▼▼▼

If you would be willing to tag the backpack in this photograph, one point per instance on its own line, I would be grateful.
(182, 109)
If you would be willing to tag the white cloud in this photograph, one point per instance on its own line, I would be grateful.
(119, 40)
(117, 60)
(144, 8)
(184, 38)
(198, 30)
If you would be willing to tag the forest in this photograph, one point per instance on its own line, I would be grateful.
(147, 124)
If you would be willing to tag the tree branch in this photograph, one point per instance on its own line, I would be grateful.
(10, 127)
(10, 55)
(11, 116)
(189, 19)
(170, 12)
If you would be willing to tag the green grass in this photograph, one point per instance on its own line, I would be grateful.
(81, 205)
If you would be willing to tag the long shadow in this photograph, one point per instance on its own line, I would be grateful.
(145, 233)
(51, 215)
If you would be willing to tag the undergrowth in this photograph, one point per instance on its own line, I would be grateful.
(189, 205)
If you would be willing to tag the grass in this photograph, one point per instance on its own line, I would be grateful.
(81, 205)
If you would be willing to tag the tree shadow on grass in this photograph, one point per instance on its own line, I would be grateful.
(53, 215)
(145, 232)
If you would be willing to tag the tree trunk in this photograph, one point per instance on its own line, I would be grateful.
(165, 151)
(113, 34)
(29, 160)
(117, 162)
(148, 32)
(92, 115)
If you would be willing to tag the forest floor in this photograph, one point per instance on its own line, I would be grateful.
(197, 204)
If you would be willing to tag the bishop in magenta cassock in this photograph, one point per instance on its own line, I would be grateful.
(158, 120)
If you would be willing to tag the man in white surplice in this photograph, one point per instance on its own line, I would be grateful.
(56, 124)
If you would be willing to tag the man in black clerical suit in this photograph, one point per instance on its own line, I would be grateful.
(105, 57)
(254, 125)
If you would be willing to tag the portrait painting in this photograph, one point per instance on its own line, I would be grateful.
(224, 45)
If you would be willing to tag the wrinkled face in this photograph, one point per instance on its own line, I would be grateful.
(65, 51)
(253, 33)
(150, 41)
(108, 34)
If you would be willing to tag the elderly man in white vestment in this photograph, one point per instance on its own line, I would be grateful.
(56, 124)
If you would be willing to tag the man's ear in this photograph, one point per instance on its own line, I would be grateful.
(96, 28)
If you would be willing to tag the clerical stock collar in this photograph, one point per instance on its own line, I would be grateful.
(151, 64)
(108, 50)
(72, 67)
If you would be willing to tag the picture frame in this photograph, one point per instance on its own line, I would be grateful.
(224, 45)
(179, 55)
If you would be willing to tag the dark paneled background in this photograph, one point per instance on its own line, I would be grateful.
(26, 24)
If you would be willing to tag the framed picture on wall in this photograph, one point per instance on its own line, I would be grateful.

▲▲▲

Your goal ::
In full and without alteration, write out the data above.

Answer box ::
If you would be willing to tag the backpack in this photograph, one point per instance on its own line, I would be grateful.
(182, 109)
If you would be willing to tag the white cloud in this photograph, one point per instance on its own line, I would be grateful.
(119, 40)
(117, 60)
(144, 8)
(184, 38)
(198, 30)
If you would be willing to tag the forest in this photograph, one point per instance on its own line, I would be grateful.
(147, 124)
If you would be willing to tag the tree branch in this photograph, one point per instance on its own line, I would be grateful.
(10, 127)
(10, 55)
(11, 116)
(189, 19)
(170, 12)
If you would be willing to tag the green grass in this photograph, one point per instance on its own line, I would be grateful.
(81, 205)
If you would be willing to tag the long shadow in this photograph, one point per instance on its own line, I would be grateful.
(145, 233)
(51, 215)
If you would be willing to tag the undergrowth in this photograph, one point per instance on its own line, I would be grateful.
(189, 205)
If you would be willing to tag the grass in this photograph, one point per instance on its own line, I would be grateful.
(81, 205)
If you would be willing to tag the tree shadow on grass in this photograph, one point per instance on its own line, I would be grateful.
(53, 215)
(145, 232)
If you would be willing to tag the tree trunk in this photograph, one point per instance on its own line, I would be grateful.
(165, 151)
(113, 34)
(29, 160)
(117, 162)
(148, 32)
(92, 115)
If you would be willing to tag the forest floor in this photograph, one point per instance on its own line, I would be grateful.
(197, 204)
If you would be willing to tag the bishop in magenta cassock in this photograph, one point per instance on its own line, I would be grateful.
(158, 120)
If you would be willing to tag the man in white surplice in this photograph, one point per instance on its own line, I would be grateful.
(56, 124)
If you would be willing to tag the man in black clerical suit in this photograph, one point per instance on its own line, I would be grateful.
(105, 57)
(254, 125)
If you would be willing to tag the portrait painting in this photograph, one point per instance on its own line, I would be grateful.
(224, 45)
If you would be willing to tag the wrinkled face in this photograph, one point per instance on its own line, I would be grateful.
(65, 51)
(253, 33)
(150, 41)
(108, 34)
If you would be willing to tag the elderly man in white vestment in this photograph, one point per instance on its own line, I would be grateful.
(56, 124)
If you would be willing to tag the man's ear in this photograph, one point per instance on its own line, I would be grateful.
(96, 28)
If you would be willing to tag the clerical stock collar in this photograph, one point per instance on its own line, I would be grateful.
(151, 64)
(108, 50)
(72, 67)
If you would be willing to tag the picture frame in this photograph, one point per instance on its own line, I would be grateful.
(224, 45)
(179, 55)
If you would be willing to tag the dark paneled background in this photograph, one point per instance on its own line, I would be grateful.
(26, 24)
If you would be willing to tag the framed picture on wall in this photograph, one point per instance on its own line, I would be grateful.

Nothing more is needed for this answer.